#### EXERCISE TASKS:
1 > Answer these from the forum thread about the altered non-mag chassis:
(a) What did noddaz say the change was an attempt to do?
(b) Which article did kcl suggest finding on the riggen site?
(c) What did slotnewbie69 suggest the chassis might have been?
2 > Reproduce the passage of the forum thread about the altered non-mag chassis starting with "The guy who" and going on through "SOME parts lol.".
3 > Carry on the forum thread about the altered non-mag chassis, picking up after its final post.

### PAGE TEXT ###

# Why do this to a non mag?



## copperhead71 (Aug 2, 2007)

Why do this to a non mag? any help is help on this.


----------



## noddaz (Aug 6, 1999)

*An attempt*

An attempt to make the chassis act like a magna-traction chassis...


----------



## Bill Hall (Jan 6, 2007)

Guess they forgot about the shoe hangers...


----------



## 1976Cordoba (Sep 20, 2000)

Aaaaaaaaaaaaaaaaaahhaahahahahahah.........whoa..........aaaaaaaaaahahahahahaha


----------



## kcl (Dec 27, 2009)

Looks like somebody was trying to make a brass pan car. Check out
the riggen site and look for the Brass Wars article, should give you
some insight into what they were doing back in the 70's for handling.


kcl


----------



## slotnewbie69 (Dec 3, 2008)

coulda just been a junk chassis for lapping gears...


----------



## copperhead71 (Aug 2, 2007)

kcl said:


> Looks like somebody was trying to make a brass pan car. Check out
> the riggen site and look for the Brass Wars article, should give you
> some insight into what they were doing back in the 70's for handling.
> 
> ...


The guy who i got this from was a brass pan era racer.chassis said to be 'maybe workable'(he must have ment roll car)50 cents ,, it holds wheels,and a body.OR put it on my key chain and use it as quick reference tool for SOME parts lol.

### DATA ROWS ###

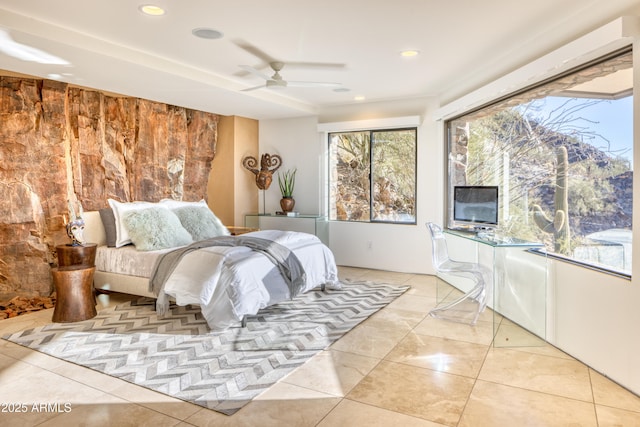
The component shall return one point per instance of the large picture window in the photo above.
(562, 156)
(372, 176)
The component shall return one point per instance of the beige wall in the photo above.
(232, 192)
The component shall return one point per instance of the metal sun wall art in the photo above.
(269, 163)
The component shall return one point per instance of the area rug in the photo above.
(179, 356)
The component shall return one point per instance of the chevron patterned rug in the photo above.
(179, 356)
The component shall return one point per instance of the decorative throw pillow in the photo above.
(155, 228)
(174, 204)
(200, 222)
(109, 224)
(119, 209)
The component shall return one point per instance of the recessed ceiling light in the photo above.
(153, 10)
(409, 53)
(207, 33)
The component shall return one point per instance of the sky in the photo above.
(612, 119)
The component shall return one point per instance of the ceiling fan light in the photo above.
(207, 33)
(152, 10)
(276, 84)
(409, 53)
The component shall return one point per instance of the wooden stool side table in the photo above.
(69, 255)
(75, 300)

###
### DATA ROWS ###

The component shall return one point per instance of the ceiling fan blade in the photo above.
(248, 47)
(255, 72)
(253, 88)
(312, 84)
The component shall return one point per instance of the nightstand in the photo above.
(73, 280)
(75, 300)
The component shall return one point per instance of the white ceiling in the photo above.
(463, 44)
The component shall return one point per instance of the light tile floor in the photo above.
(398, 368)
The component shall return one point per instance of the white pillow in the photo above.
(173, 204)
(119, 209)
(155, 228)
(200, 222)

###
### DATA ROWS ###

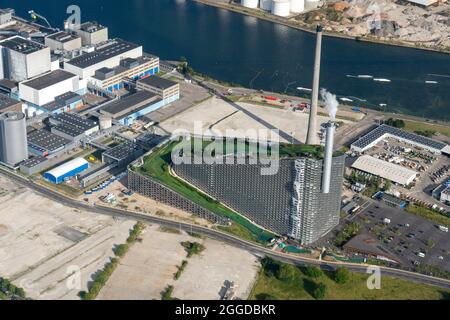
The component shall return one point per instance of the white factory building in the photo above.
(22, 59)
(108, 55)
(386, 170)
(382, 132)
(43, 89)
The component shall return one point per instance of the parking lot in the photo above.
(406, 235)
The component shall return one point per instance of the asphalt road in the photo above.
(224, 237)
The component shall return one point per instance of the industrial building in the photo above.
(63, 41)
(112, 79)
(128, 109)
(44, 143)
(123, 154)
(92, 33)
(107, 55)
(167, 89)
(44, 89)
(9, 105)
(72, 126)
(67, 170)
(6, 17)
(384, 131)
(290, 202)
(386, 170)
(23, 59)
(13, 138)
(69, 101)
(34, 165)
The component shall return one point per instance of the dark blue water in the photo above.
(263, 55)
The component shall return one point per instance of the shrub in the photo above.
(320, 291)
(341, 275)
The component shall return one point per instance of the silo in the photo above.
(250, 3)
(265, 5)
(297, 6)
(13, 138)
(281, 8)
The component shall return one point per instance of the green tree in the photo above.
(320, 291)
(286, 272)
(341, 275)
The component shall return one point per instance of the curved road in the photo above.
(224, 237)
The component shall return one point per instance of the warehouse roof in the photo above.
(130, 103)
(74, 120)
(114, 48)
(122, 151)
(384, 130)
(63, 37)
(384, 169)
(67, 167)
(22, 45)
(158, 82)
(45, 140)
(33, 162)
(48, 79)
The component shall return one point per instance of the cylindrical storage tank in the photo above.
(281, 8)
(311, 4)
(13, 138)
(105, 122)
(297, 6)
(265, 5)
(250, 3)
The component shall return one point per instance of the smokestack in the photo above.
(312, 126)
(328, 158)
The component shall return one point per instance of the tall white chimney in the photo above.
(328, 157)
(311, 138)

###

#### RESPONSES IN ORDER:
1 >
(a) To make the chassis act like a magna-traction chassis.
(b) The Brass Wars article.
(c) A junk chassis for lapping gears.

2 >
The guy who i got this from was a brass pan era racer.chassis said to be 'maybe workable'(he must have ment roll car)50 cents ,, it holds wheels,and a body.OR put it on my key chain and use it as quick reference tool for SOME parts lol.

3 >
----------



## SwamperGene (Dec 1, 2003)

What kcl said....

http://www.riggenho.com/garyrider.htm


----------



## Joe65SkylarkGS (Feb 15, 2010)

SwamperGene said:


> What kcl said....
> 
> http://www.riggenho.com/garyrider.htm


That is just to cool. Thanks for posting!!!:dude:


----------



## ParkRNDL (Mar 20, 2002)

wow. bookmarked that one... :thumbsup:

--rick


----------



## oldtoyguy (May 31, 2009)

I think he/she could not afford mouse food.


----------



## copperhead71 (Aug 2, 2007)

*NO..the mice ate these....*

They ate...(bad mods) and the don't let windex get on the those white tires 'cause they'll crack up and have threads now mod' or the mouse thought they waz cheeze''


----------



## copperhead71 (Aug 2, 2007)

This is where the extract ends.